Cerratov.Alliance Material Handling, Inc.

CIVIL NO.: WDQ-13-2774 (D. Md. Dec. 16, 2014)

Cases citing this case

2 Citing Cases

CIVIL NO.: WDQ-13-2774


MARK CERRATO, on behalf of himself and others similarly situated Plaintiffs, v. ALLIANCE MATERIAL HANDLING, INC., et al. Defendants.


Mark Cerrato sued Alliance Material Handling, Inc. ("Alliance") and Thomas Albero (collectively "the Defendants"), for violations of the Fair Labor Standards Act ("FLSA"), the Maryland Wage Payment and Collection Law ("MWPCL"), and the Maryland Wage and Hour Law ("MWHL"). Pending is a joint motion for final approval of a collective action settlement. A fairness hearing was held on Thursday, December 11, 2014, at 11:00 am. For the following reasons, the Court will grant the motion.

I. Background

A. Facts

On September 30, 2013, Cerrato, on behalf of himself and all others similarly situated, sued the Defendants to recover unpaid overtime. See ECF No. 1. Cerrato alleges that he worked for Alliance from November 2005 to August 2013 as a fork lift technician. ECF No. 1 ¶ 9. Cerrato alleges that he, and other similarly situated employees, regularly worked for more than 4 0 hours per week, and Alliance did not properly pay them time and a half for all overtime hou-rs they worked. See ECF No. 1 ¶¶ 11-16. On October 15, 2013, the Defendants answered the complaint and denied all material allegations. See ECF No. 7.

On December 6, 2013, Cerrato moved for conditional collective action certification and court-facilitated notice. ECF No. 15. On January 23, 2014, the parties held a settlement conference with Magistrate Judge Susan K. Gauvey. On April 25, 2014, the parties filed a joint motion for FLSA settlement approval. ECF No. 22. On April 30, 2014, the Court denied the motion for settlement approval until other plaintiffs had opted into the class. ECF Nos. 25-26. After notice, eight persons opted into the action. ECF No. 50 at 5. On June 17, 2014, the parties entered into an amended settlement agreement. ECF No. 38-1.

On October 17, 2014, the parties filed a joint motion for a fairness hearing and final settlement approval. ECF No. 38. On October 21, 2014, the Court ordered the parties to revise the notice for the fairness hearing to inform opt-in Plaintiffs of the possibility that their claims could be dismissed with prejudice at the fairness hearing. ECF No. 41. The Court also requested supplemental briefing on the fairness of the settlement and the reasonableness of attorneys' fees. Id.

Given entries
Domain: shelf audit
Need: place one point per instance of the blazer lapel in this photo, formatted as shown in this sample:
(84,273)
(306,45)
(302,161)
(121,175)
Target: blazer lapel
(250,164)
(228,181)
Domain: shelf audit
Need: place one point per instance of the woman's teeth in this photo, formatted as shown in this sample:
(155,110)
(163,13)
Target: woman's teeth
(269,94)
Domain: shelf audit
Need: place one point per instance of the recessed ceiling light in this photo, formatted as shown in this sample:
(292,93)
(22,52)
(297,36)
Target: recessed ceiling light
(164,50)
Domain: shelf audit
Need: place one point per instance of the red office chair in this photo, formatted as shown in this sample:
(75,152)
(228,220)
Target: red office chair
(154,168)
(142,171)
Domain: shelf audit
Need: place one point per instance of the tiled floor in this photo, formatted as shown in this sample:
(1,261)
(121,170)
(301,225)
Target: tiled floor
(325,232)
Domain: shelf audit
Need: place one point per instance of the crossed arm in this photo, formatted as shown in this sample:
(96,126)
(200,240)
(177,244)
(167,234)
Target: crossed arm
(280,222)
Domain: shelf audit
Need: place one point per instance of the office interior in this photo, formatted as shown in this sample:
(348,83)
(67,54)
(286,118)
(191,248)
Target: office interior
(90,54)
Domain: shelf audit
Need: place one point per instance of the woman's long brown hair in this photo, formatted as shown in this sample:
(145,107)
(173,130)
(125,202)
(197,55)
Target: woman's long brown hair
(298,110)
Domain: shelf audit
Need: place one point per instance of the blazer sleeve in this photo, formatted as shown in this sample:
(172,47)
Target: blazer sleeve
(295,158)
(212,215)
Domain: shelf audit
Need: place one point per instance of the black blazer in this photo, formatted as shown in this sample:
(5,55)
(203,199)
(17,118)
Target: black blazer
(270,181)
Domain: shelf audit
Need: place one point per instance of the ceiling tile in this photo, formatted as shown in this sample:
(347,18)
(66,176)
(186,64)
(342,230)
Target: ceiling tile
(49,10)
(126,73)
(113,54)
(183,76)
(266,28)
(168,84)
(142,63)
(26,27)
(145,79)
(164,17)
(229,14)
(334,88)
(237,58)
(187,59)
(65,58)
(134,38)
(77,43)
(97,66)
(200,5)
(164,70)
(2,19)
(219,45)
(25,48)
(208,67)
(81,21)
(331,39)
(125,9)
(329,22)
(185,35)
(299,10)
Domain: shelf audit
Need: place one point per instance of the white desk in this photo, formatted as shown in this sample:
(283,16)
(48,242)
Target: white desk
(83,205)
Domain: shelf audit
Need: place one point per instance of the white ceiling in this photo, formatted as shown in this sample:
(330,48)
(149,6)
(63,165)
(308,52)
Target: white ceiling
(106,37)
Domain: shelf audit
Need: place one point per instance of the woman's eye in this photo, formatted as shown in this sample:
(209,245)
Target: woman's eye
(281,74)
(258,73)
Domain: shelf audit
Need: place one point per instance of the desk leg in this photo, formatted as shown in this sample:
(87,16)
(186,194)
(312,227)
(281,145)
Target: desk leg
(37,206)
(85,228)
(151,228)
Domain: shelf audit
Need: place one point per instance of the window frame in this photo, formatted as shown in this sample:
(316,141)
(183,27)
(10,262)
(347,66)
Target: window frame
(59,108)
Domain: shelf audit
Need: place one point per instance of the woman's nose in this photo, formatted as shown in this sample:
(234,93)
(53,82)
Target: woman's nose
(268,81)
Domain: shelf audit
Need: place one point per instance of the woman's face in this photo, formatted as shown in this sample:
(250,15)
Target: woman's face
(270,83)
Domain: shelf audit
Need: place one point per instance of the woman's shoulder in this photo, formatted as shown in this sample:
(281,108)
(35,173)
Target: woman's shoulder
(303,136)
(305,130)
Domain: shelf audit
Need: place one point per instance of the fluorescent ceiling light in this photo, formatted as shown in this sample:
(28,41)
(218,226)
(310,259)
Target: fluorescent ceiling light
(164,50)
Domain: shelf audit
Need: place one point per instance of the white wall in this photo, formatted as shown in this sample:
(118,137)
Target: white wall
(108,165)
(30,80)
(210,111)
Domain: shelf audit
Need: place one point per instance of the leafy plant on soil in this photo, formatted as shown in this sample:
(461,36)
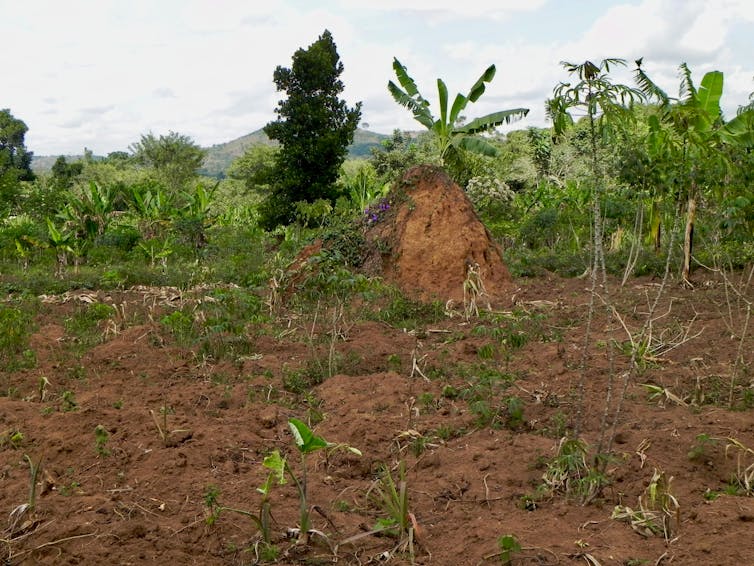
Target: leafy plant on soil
(508,545)
(14,338)
(391,498)
(306,443)
(744,475)
(166,435)
(101,436)
(19,512)
(262,519)
(659,512)
(570,473)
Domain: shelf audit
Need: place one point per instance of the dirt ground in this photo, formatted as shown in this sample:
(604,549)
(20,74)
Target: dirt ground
(141,498)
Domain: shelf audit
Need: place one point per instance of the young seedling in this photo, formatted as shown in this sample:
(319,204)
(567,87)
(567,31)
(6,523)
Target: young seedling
(508,545)
(306,443)
(744,464)
(659,512)
(101,437)
(26,508)
(571,474)
(42,388)
(262,519)
(162,428)
(392,498)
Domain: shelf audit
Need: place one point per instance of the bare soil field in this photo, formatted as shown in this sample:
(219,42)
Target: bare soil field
(138,438)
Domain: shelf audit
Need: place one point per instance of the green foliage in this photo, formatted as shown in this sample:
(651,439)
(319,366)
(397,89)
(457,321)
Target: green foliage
(174,158)
(391,497)
(15,160)
(314,128)
(569,472)
(255,168)
(449,135)
(84,325)
(101,436)
(17,326)
(306,443)
(400,152)
(508,545)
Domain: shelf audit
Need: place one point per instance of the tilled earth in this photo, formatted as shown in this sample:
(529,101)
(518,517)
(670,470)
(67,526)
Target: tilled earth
(475,409)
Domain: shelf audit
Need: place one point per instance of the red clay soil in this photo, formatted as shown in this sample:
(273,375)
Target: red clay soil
(434,236)
(141,499)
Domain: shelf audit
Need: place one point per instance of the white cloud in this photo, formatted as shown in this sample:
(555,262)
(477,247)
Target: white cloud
(204,67)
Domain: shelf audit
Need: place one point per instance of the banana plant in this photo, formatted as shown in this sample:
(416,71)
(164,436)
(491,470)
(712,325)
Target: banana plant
(60,241)
(451,136)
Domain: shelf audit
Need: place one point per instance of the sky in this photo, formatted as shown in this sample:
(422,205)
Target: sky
(100,74)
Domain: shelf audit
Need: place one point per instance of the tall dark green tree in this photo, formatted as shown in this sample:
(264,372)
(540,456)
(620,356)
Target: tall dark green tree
(314,128)
(15,160)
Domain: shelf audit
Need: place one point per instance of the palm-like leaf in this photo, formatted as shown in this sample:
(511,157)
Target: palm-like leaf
(687,90)
(490,121)
(478,145)
(418,106)
(648,87)
(709,94)
(740,130)
(478,89)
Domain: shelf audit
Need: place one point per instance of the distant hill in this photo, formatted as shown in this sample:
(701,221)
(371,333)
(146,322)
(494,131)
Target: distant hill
(220,156)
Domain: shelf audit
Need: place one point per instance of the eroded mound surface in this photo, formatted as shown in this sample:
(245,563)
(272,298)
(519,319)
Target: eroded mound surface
(431,239)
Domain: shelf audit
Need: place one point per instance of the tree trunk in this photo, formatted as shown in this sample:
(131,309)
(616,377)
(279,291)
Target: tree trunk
(688,240)
(656,227)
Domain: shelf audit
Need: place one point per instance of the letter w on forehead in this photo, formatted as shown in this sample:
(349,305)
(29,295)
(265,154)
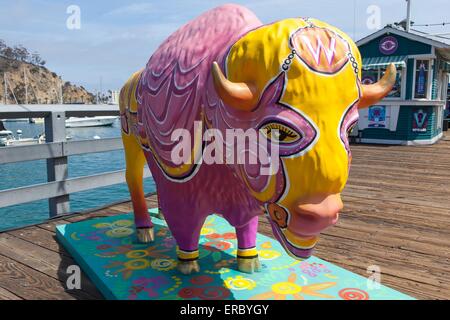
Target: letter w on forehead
(321,49)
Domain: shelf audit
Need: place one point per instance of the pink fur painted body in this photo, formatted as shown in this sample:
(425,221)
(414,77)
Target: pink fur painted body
(176,89)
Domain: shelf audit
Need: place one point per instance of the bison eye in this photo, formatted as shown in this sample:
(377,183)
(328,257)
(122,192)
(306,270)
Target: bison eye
(278,132)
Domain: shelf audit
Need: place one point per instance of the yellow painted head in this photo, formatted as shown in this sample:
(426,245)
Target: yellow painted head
(314,71)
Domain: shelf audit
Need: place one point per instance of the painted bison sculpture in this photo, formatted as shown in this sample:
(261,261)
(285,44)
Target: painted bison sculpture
(297,82)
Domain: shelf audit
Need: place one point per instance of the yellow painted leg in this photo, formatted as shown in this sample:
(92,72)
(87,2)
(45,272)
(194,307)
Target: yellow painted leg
(187,261)
(135,162)
(248,260)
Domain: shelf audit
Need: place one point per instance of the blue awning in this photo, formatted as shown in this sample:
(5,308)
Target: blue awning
(373,62)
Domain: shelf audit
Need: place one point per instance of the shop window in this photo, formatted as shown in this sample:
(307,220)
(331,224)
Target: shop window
(372,75)
(421,83)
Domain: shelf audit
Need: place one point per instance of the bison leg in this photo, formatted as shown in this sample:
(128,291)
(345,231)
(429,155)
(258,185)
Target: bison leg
(186,231)
(135,162)
(247,255)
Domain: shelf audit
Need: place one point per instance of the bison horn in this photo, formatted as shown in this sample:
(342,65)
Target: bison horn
(373,93)
(241,96)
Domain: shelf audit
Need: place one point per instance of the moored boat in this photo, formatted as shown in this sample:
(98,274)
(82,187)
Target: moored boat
(101,121)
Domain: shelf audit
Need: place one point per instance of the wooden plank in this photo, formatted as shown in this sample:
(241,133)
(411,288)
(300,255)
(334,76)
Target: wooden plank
(8,295)
(43,260)
(40,237)
(30,284)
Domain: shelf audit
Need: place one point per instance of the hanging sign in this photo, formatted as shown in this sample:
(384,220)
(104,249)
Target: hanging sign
(377,117)
(420,87)
(420,120)
(388,45)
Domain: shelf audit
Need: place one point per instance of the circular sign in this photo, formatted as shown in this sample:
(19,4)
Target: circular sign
(388,45)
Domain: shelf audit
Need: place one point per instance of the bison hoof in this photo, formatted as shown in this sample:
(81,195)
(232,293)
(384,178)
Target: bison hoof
(145,235)
(249,265)
(188,267)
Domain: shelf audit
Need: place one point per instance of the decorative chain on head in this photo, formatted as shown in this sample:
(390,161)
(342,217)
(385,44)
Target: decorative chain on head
(354,63)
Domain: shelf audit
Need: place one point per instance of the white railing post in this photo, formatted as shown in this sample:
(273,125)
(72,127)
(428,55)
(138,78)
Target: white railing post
(57,168)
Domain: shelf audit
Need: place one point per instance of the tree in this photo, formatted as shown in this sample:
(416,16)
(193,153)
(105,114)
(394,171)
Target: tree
(21,53)
(8,53)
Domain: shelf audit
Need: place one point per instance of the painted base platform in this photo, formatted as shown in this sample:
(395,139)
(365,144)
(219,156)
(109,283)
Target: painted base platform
(108,252)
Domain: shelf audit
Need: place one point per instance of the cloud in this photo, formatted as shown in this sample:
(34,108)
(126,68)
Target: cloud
(133,9)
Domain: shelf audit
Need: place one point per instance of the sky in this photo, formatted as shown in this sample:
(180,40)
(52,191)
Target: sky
(117,37)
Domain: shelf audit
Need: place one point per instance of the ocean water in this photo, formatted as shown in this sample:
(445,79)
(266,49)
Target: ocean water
(14,175)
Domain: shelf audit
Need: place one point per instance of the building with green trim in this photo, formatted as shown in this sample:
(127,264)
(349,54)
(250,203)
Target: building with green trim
(413,112)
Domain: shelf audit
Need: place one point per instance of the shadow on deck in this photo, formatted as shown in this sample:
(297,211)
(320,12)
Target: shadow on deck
(396,216)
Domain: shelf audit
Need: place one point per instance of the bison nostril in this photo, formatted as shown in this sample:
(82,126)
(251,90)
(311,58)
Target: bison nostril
(277,214)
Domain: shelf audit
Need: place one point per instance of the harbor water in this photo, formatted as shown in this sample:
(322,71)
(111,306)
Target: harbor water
(20,174)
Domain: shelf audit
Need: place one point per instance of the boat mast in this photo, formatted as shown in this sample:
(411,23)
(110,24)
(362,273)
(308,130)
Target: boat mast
(5,89)
(25,80)
(408,15)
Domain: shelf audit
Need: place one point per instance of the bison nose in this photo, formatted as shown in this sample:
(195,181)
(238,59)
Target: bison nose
(314,214)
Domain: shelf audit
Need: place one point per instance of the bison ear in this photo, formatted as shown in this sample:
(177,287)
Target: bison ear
(238,95)
(373,93)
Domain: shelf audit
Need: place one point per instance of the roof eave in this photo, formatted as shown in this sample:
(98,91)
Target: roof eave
(402,33)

Activity list
**1.** Answer these questions from the court opinion.
(a) When was the fairness hearing held?
(b) What job did Cerrato allege he held at Alliance?
(c) How many persons opted into the action after notice?
**2.** Decide whether each statement agrees with the court opinion, and quote the words that settle it.
(a) The Defendants answered the complaint on October 15, 2013.
(b) The settlement conference with Magistrate Judge Susan K. Gauvey took place in December 2013.
(c) On April 30, 2014, the Court approved the settlement.
**3.** List every law that, according to the court opinion, Cerrato sued the Defendants for violating.

Replies
**1.**
(a) Thursday, December 11, 2014, at 11:00 am.
(b) Fork lift technician.
(c) Eight.

**2.**
(a) Yes: "On October 15, 2013, the Defendants answered the complaint and denied all material allegations."
(b) No: "On January 23, 2014, the parties held a settlement conference with Magistrate Judge Susan K. Gauvey."
(c) No: "On April 30, 2014, the Court denied the motion for settlement approval until other plaintiffs had opted into the class."

**3.**
The Fair Labor Standards Act ("FLSA")
The Maryland Wage Payment and Collection Law ("MWPCL")
The Maryland Wage and Hour Law ("MWHL")